— Begin DATA FOR THE TASK —

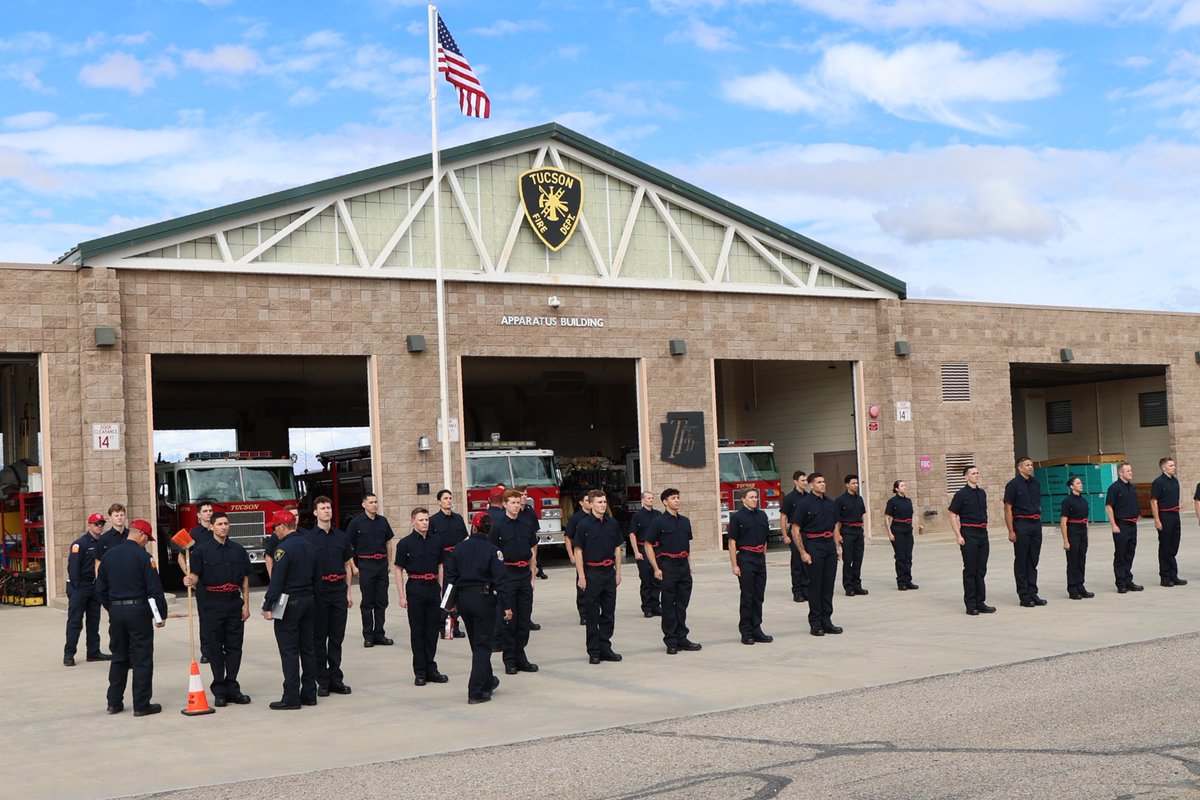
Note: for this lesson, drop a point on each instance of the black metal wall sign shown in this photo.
(683, 438)
(552, 199)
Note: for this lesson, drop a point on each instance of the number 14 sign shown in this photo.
(106, 435)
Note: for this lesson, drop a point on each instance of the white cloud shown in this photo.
(223, 59)
(30, 120)
(935, 82)
(125, 71)
(706, 37)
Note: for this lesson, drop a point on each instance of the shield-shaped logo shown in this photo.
(552, 200)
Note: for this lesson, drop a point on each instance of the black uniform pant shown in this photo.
(901, 547)
(1077, 561)
(975, 549)
(851, 558)
(83, 603)
(225, 630)
(298, 653)
(515, 633)
(330, 615)
(373, 603)
(600, 605)
(1125, 546)
(1026, 554)
(131, 641)
(676, 596)
(753, 584)
(799, 572)
(822, 578)
(1169, 545)
(424, 625)
(478, 611)
(651, 587)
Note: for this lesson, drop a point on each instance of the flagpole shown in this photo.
(443, 380)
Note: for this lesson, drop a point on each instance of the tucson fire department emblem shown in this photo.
(552, 199)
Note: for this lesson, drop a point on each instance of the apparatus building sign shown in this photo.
(552, 200)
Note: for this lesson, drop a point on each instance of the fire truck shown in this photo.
(517, 463)
(249, 486)
(744, 464)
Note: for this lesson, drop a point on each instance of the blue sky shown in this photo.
(996, 150)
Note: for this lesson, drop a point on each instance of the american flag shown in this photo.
(472, 98)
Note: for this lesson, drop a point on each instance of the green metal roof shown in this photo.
(552, 131)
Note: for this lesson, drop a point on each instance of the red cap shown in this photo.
(281, 518)
(144, 527)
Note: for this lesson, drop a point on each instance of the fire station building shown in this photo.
(594, 305)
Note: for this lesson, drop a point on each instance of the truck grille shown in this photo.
(246, 528)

— End DATA FOR THE TASK —

§ STATED TASK:
Starting at the line containing "roof shown in this photo." and ending at the end of the records, swap "red cap" for "red helmet" and write out those lines again with nothing else changed.

§ RESULT:
Note: for this lesson, drop a point on each instance of the green metal roof shown in this photo.
(552, 131)
Note: for this lesson, drop a point on each instance of the red helmet shown in this photo.
(281, 518)
(144, 527)
Note: for this lesson, drop a point on each instance of the fire station building shown in this photo.
(594, 305)
Note: for this lesson, drop a point on each instance of the truck grille shown in this photo.
(246, 528)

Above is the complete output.